Dead zones affect dozens of coral reefs around the world and threaten hundreds more according to a new study by Smithsonian scientists published in Proceedings of the National Academy of Sciences. Watching a massive coral reef die-off on the Caribbean coast of Panama, they suspected it was caused by a dead zone — a low-oxygen area that snuffs out marine life — rather than by ocean warming or acidification.
“Ocean warming and acidification are recognized global threats to reefs and require large-scale solutions, whereas the newly recognized threats to coral reefs caused by dead zones are more localized, said Andrew Altieri, staff scientist at the Smithsonian Tropical Research Institute and first author of the study. Fortunately dead zones can be reduced by controlling sewage and agricultural runoff into the ocean.”
In September, 2010, coral reefs in Almirante Bay, Bocas del Toro Province, showed severe signs of stress. In addition to corals turning white and dying, which is typical during coral bleaching associated with warming events, there were other clues suggesting that more was involved than high temperatures. Many unusual observations pointed to something else as the culprit. There were thick mats of bacterial slime, and the dead bodies of crabs, sea urchins and sponges lay scattered on the ocean floor. Even more odd, there was a clear depth line above which the reefs looked OK, and below which, something had gone terribly wrong. Even single colonies of corals that straddled the line were fine above and dying below.
Scientists went to work, measuring several aspects of water quality. One set of measurements came back as a shock. Extremely low oxygen levels in deeper waters contrasted with high oxygen levels in shallow waters where corals were still healthy. This is the hallmark of a dead zone.
The team thinks that such dead zones may be common in the tropics but have gone largely unreported, simply because scientists never looked. “The number of dead zones currently on our map of the world is 10 times higher in temperate areas than it is in the tropics, but many marine biologists work out of universities in Europe and North America and are more likely to find dead zones close to home,” Altieri said.

[Work order 1]: Copy from the article on coral reef dead zones, word for word, the part from "In September, 2010, coral" to "and dying below.".
[Work order 2]:
Decide whether each statement below agrees with the article on coral reef dead zones. Answer yes or no for each, and quote the words of the article that settle it.
(a) The coral reefs in Almirante Bay showed severe signs of stress in September 2010.
(b) Oxygen levels were low in the shallow waters where corals were still healthy.
(c) The current world map shows more dead zones in the tropics than in temperate areas.
[Work order 3]: Extend the article on coral reef dead zones with new text that picks up after its final sentence.

[Provided information]:
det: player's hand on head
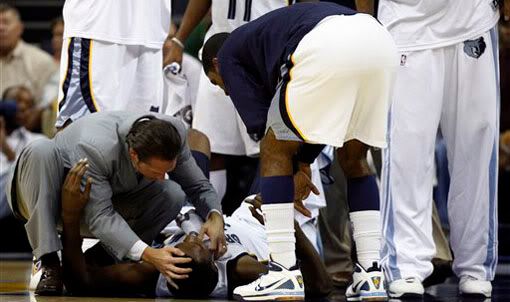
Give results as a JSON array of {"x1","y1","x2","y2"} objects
[
  {"x1": 199, "y1": 212, "x2": 227, "y2": 259},
  {"x1": 142, "y1": 246, "x2": 192, "y2": 288},
  {"x1": 294, "y1": 163, "x2": 320, "y2": 217},
  {"x1": 163, "y1": 42, "x2": 184, "y2": 67},
  {"x1": 61, "y1": 159, "x2": 92, "y2": 220}
]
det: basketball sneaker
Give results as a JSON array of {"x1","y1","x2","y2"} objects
[
  {"x1": 345, "y1": 262, "x2": 388, "y2": 301},
  {"x1": 29, "y1": 259, "x2": 64, "y2": 296},
  {"x1": 234, "y1": 261, "x2": 305, "y2": 301},
  {"x1": 388, "y1": 277, "x2": 425, "y2": 299},
  {"x1": 459, "y1": 276, "x2": 492, "y2": 298}
]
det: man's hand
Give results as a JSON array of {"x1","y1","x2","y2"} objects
[
  {"x1": 142, "y1": 246, "x2": 192, "y2": 289},
  {"x1": 199, "y1": 212, "x2": 227, "y2": 259},
  {"x1": 246, "y1": 194, "x2": 265, "y2": 225},
  {"x1": 163, "y1": 42, "x2": 184, "y2": 67},
  {"x1": 294, "y1": 163, "x2": 320, "y2": 217},
  {"x1": 61, "y1": 159, "x2": 92, "y2": 221}
]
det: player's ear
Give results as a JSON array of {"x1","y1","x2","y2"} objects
[
  {"x1": 129, "y1": 148, "x2": 138, "y2": 163},
  {"x1": 213, "y1": 58, "x2": 220, "y2": 74}
]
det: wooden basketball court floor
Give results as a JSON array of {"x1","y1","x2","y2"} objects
[{"x1": 0, "y1": 260, "x2": 510, "y2": 302}]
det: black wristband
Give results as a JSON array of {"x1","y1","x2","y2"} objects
[{"x1": 294, "y1": 144, "x2": 326, "y2": 164}]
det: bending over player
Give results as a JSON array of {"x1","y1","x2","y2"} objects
[
  {"x1": 202, "y1": 2, "x2": 397, "y2": 301},
  {"x1": 62, "y1": 163, "x2": 331, "y2": 300}
]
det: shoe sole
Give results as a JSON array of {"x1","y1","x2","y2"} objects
[
  {"x1": 346, "y1": 294, "x2": 388, "y2": 302},
  {"x1": 34, "y1": 289, "x2": 62, "y2": 296},
  {"x1": 234, "y1": 295, "x2": 305, "y2": 302},
  {"x1": 460, "y1": 293, "x2": 492, "y2": 299},
  {"x1": 389, "y1": 292, "x2": 424, "y2": 300}
]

[Expected answer 1]:
In September, 2010, coral reefs in Almirante Bay, Bocas del Toro Province, showed severe signs of stress. In addition to corals turning white and dying, which is typical during coral bleaching associated with warming events, there were other clues suggesting that more was involved than high temperatures. Many unusual observations pointed to something else as the culprit. There were thick mats of bacterial slime, and the dead bodies of crabs, sea urchins and sponges lay scattered on the ocean floor. Even more odd, there was a clear depth line above which the reefs looked OK, and below which, something had gone terribly wrong. Even single colonies of corals that straddled the line were fine above and dying below.

[Expected answer 2]:
(a) Yes: "In September, 2010, coral reefs in Almirante Bay, Bocas del Toro Province, showed severe signs of stress."
(b) No: "Extremely low oxygen levels in deeper waters contrasted with high oxygen levels in shallow waters where corals were still healthy."
(c) No: "The number of dead zones currently on our map of the world is 10 times higher in temperate areas than it is in the tropics"

[Expected answer 3]:
“We were lucky that there was already a reef monitoring program in place at STRI’s Bocas del Toro Research Station as part of the Smithsonian’s Marine Global Earth Observatory Network,” said Rachel Collin, station director.
“Based on our analyses, we think dead zones may be underreported by an order of magnitude.” said Nancy Knowlton, coauthor and Sant Chair for Marine Science at the Smithsonian’s National Museum of Natural History. “For every one dead zone in the tropics, there are probably 10 — nine of which have yet to be identified.”
The researchers found 20 instances when dead zones were implicated in the mass mortality of coral reefs worldwide. “Hypoxia (low oxygen) isn’t even mentioned in several of the most important academic reviews of threats to coral reefs and is rarely discussed at scientific meetings,” Altieri said, “Even worse, many coral-reef monitoring efforts do not include measurement of oxygen levels, making it nearly impossible to identify low oxygen as the cause of mass coral mortality after the fact.” For example, the cause of a 2016 mass mortality at the Flower Garden Reefs in the Gulf of Mexico remains unclear, but some of the photographs look strikingly similar to what was observed in Panama.
The authors argue that building capacity to monitor oxygen on reefs will help people to improve coral reef health and understand how dead zones might interact with other forces such as global warming in a one-two punch, which put reefs in even greater danger.